▶ _Excerpt provided_:

--- begin ---

Re: [Taps] MTU / equivalent at the transport layer

Michael Welzl Mon, 12 Dec 2016 01:32:29 -0800

Hi,

Just trying to understand, so we're not talking past each other. Please note 
that I'm not trying to argue in any direction with my comments below, just 
asking for clarification:



> On 09 Dec 2016, at 18:32, Joe Touch <[email protected]> wrote:
> 
> 
> 
> On 12/9/2016 8:12 AM, Michael Welzl wrote:
>>> On 09 Dec 2016, at 16:18, Joe Touch <[email protected]> wrote:
>>> 
>>> 
>>> 
>>> On 12/9/2016 12:09 AM, Michael Welzl wrote:
>>>>> On 07 Dec 2016, at 20:29, Joe Touch <[email protected]> wrote:
>>>>> 
>>>>> FYI, there are two different "largest messages" at the transport layer:
>>>>> 
>>>>> 1) the size of the message that CAN be delivered at all
>>>> True... I wasn't thinking of that, but yes.
>>>> 
>>>> 
>>>>> 2) the size of the message that can be delivered without network-layer
>>>>> fragmentation (there are no guarantees about link-layer - see ATM or the
>>>>> recent discussion on tunnel MTUs on INTAREA)
>>>>> 
>>>>> MTU generally refers to the *link payload*. At that point, transports
>>>>> have to account for network headers, network options, transport headers,
>>>>> and transport options too. See RFC6691.

--- end ---

▶ _Supplied information_:
--- begin ---

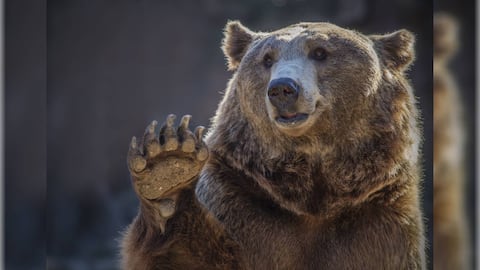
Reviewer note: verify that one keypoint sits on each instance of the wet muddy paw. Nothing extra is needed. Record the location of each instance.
(166, 160)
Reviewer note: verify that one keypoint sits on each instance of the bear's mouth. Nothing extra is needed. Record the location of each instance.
(291, 119)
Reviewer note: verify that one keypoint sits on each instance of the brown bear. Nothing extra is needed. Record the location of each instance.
(450, 233)
(311, 161)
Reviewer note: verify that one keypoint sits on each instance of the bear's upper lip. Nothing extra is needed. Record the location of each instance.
(291, 118)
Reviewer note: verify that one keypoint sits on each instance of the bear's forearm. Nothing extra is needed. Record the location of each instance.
(189, 239)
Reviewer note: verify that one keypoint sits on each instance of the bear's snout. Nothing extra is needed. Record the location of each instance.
(283, 94)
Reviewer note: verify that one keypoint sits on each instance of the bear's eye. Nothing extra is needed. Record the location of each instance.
(318, 54)
(268, 61)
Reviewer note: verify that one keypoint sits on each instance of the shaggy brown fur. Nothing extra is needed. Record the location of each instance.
(338, 190)
(450, 231)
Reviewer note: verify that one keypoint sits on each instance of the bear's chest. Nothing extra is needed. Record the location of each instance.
(271, 238)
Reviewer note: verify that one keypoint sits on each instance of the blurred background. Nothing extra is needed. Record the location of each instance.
(113, 66)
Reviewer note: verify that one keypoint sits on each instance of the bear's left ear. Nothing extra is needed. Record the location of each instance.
(235, 43)
(396, 49)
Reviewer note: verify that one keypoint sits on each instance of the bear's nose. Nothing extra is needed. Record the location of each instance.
(283, 92)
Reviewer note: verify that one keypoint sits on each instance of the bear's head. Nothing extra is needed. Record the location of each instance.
(315, 108)
(308, 77)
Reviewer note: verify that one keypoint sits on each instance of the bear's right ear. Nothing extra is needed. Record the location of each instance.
(236, 40)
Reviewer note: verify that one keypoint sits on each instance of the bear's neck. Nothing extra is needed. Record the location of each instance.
(314, 181)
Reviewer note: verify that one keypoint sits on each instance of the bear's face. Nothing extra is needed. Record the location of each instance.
(307, 77)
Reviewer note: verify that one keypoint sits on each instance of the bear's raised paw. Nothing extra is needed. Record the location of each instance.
(164, 162)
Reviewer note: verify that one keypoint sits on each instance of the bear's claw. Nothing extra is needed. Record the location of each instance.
(167, 161)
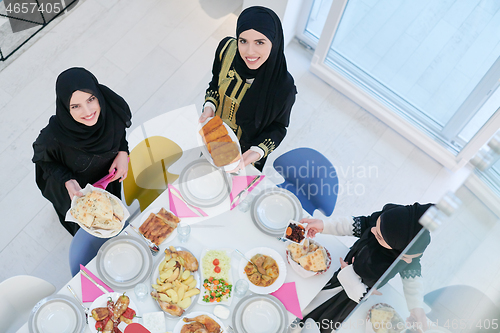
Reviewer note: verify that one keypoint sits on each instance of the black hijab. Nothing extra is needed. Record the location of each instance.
(399, 225)
(114, 117)
(266, 97)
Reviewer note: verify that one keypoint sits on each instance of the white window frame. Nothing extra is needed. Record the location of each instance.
(385, 114)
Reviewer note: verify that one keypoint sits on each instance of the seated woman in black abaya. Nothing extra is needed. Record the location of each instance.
(83, 142)
(251, 89)
(382, 238)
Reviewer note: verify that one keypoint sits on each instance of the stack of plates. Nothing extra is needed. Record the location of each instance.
(123, 262)
(203, 185)
(57, 314)
(260, 314)
(273, 209)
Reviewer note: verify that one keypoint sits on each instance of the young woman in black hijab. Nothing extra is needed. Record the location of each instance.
(251, 89)
(83, 142)
(382, 238)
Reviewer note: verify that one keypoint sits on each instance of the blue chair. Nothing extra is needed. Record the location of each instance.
(83, 248)
(311, 177)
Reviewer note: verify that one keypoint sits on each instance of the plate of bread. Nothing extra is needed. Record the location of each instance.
(98, 212)
(158, 225)
(219, 144)
(309, 258)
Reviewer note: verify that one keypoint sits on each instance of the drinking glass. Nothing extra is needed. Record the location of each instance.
(183, 230)
(240, 288)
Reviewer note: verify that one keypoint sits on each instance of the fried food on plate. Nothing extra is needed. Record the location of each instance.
(211, 325)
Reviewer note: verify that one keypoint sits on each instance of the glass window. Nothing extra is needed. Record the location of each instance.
(435, 62)
(460, 271)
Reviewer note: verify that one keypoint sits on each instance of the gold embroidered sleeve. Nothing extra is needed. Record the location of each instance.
(267, 146)
(212, 96)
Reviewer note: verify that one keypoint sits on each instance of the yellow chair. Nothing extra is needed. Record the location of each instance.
(147, 170)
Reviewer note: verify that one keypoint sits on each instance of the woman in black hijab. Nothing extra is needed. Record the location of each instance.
(83, 142)
(382, 238)
(251, 89)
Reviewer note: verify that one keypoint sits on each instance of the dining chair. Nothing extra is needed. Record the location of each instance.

--- end ---

▶ _Exercise tasks_:
(A) In the MTU thread, list everything that transports have to account for once MTU is taken as the link payload.
(B) Answer these questions from the MTU thread, putting each answer on its own line and marking it like its question:
(i) Who wrote the message dated Mon, 12 Dec 2016?
(ii) Which RFC is cited for the point about MTU?
(iii) What does MTU generally refer to?
(C) Write the next part of the MTU thread, starting right after its last line.
The items come from a separate source and are not part of the MTU thread.

▶ _Answers to each task_:
(A) network headers, network options, transport headers, transport options

(B)
(i) Michael Welzl
(ii) RFC6691
(iii) The link payload

(C)
>>>>> 
>>>>> MSS refers to the transport message size AFAICT. It is *sometimes* tuned
>>>>> to MTU-headers but not always.
>>>>> 
>>>>> E.g., for IPv6, link MTU is required to be at least 1280, but the
>>>>> src-dst transit MTU is required to be at least 1500. So a transport that
>>>>> wants to match sizes and reduce fragmentation issues would pick
>>>>> 1280-IPh-IPo-TCPh-TCPo, but a transport is supposed to be able to trust
>>>>> that 1500-IPh-IPo-TCPh-TCPo can still get through at least some of the 
>>>>> time.
>>>> So I'm getting the impression that the answer to my question really is 
>>>> that, to figure out 2)  (which I was concerned with), an application 
>>>> programmer needs to do the calculation her/himself.
>>> To figure out 2), the transport layer needs to know the unfragmented
>>> link MTU, the size of all of the network headers (including options),
>>> and the sizes of its own headers and options.
>>> 
>>> It's also sometimes assumes that the transport can control the "DF" bit
>>> (for IPv4).
>> Yes - but that hardly sounds worse to me than requiring the application 
>> programmer to do this protocol-specific calculation by hand...
> 
> The app programmer needs to know what the transport can support, the
> transport needs to know what net supports, etc.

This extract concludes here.